Set the following entries down again exactly, line by line.

» Listed entries
★ ★ ★
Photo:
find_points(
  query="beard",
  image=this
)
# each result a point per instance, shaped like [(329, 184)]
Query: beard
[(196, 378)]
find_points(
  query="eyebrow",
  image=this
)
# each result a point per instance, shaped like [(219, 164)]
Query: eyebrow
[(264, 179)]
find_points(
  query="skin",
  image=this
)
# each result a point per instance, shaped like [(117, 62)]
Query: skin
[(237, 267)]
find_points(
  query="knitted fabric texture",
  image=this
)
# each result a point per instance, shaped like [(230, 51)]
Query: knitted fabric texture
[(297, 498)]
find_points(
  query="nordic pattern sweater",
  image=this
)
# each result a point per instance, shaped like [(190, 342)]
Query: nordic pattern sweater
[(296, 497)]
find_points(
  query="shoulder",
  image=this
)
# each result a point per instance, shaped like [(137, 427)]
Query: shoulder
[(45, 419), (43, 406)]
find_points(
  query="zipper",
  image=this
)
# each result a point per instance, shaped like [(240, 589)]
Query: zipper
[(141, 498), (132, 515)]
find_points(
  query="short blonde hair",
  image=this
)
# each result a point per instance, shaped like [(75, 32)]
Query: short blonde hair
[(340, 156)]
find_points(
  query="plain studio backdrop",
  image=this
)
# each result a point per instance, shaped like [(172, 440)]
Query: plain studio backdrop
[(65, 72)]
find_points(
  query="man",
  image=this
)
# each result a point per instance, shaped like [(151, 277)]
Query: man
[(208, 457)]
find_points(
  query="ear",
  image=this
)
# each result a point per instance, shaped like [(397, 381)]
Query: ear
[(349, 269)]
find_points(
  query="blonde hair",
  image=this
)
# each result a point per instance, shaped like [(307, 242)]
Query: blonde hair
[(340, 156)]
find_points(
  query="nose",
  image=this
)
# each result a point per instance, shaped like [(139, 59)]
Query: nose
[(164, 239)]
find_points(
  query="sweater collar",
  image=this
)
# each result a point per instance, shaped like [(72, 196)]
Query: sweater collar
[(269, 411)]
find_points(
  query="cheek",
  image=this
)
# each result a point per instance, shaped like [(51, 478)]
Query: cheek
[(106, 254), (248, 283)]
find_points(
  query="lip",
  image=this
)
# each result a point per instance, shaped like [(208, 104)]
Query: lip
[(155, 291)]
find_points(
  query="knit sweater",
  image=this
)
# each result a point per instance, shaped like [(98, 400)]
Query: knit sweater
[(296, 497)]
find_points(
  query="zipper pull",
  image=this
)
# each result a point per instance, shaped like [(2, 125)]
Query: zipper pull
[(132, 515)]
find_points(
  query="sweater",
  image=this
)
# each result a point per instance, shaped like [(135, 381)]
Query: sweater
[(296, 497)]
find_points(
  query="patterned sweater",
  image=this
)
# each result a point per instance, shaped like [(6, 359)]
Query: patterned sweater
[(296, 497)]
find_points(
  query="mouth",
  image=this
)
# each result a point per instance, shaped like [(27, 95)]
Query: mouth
★ ★ ★
» Written answer
Photo:
find_points(
  query="beard",
  image=this
)
# each result a point per instance, shaped like [(329, 184)]
Query: beard
[(196, 378)]
find_points(
  query="eyebrow",
  image=this
)
# each result a point per instance, shaped like [(219, 164)]
Query: eyebrow
[(264, 179)]
find_points(
  query="skin",
  image=this
)
# each result a point per instance, shaped like [(117, 62)]
Query: skin
[(237, 267)]
find_points(
  query="knitted fabric texture",
  image=this
)
# each result a point per instance, shaped like [(230, 51)]
Query: knitted fabric texture
[(297, 498)]
find_points(
  query="nordic pattern sweater",
  image=this
)
# each result a point per instance, shaped like [(190, 342)]
Query: nordic pattern sweater
[(296, 497)]
find_points(
  query="shoulder",
  image=this
)
# each result a point per instance, shaped like [(137, 427)]
Query: shoulder
[(45, 419), (43, 406)]
find_points(
  query="zipper",
  image=this
)
# each result a point per instance, shaped like [(240, 589)]
Query: zipper
[(141, 498), (132, 515)]
find_points(
  query="short blonde hair",
  image=this
)
# each result a point per instance, shaped like [(75, 32)]
Query: short blonde hair
[(340, 156)]
find_points(
  query="plain studio backdrop",
  image=this
)
# each result a point per instance, shaped like [(172, 440)]
Query: plain studio backdrop
[(65, 72)]
find_points(
  query="man",
  image=this
)
# each result a point per instance, shaped like [(151, 277)]
Query: man
[(208, 457)]
find_points(
  query="ear",
  image=this
)
# each result a point per instance, shaped like [(397, 381)]
Query: ear
[(349, 269)]
find_points(
  query="blonde hair",
  image=this
)
# each result a point per instance, shaped like [(307, 242)]
Query: blonde hair
[(340, 156)]
find_points(
  query="nose",
  image=this
)
# each result a point per instance, shaped like [(139, 59)]
Query: nose
[(164, 239)]
find_points(
  query="sweater collar",
  image=this
)
# each result a point per instance, shaped like [(72, 196)]
Query: sweater collar
[(269, 411)]
find_points(
  query="cheek",
  image=this
)
# each result a point per instance, shaped like [(51, 478)]
Query: cheek
[(106, 254), (248, 283)]
find_points(
  query="lip",
  image=this
)
# each result a point per instance, shaped like [(208, 104)]
Query: lip
[(155, 291)]
find_points(
  query="knit sweater",
  image=this
)
# each result a point per instance, shaped like [(98, 400)]
Query: knit sweater
[(296, 497)]
find_points(
  query="zipper pull",
  image=this
)
# each result a point per instance, shaped like [(2, 125)]
Query: zipper pull
[(132, 515)]
find_points(
  query="sweater",
  image=this
)
# each result a point per instance, shaped like [(135, 381)]
Query: sweater
[(296, 497)]
find_points(
  query="patterned sweater",
  image=this
)
# each result a point per instance, shaped like [(6, 359)]
Query: patterned sweater
[(296, 497)]
find_points(
  query="mouth",
  image=this
)
# each result a point per instance, shaped like [(27, 95)]
Query: mouth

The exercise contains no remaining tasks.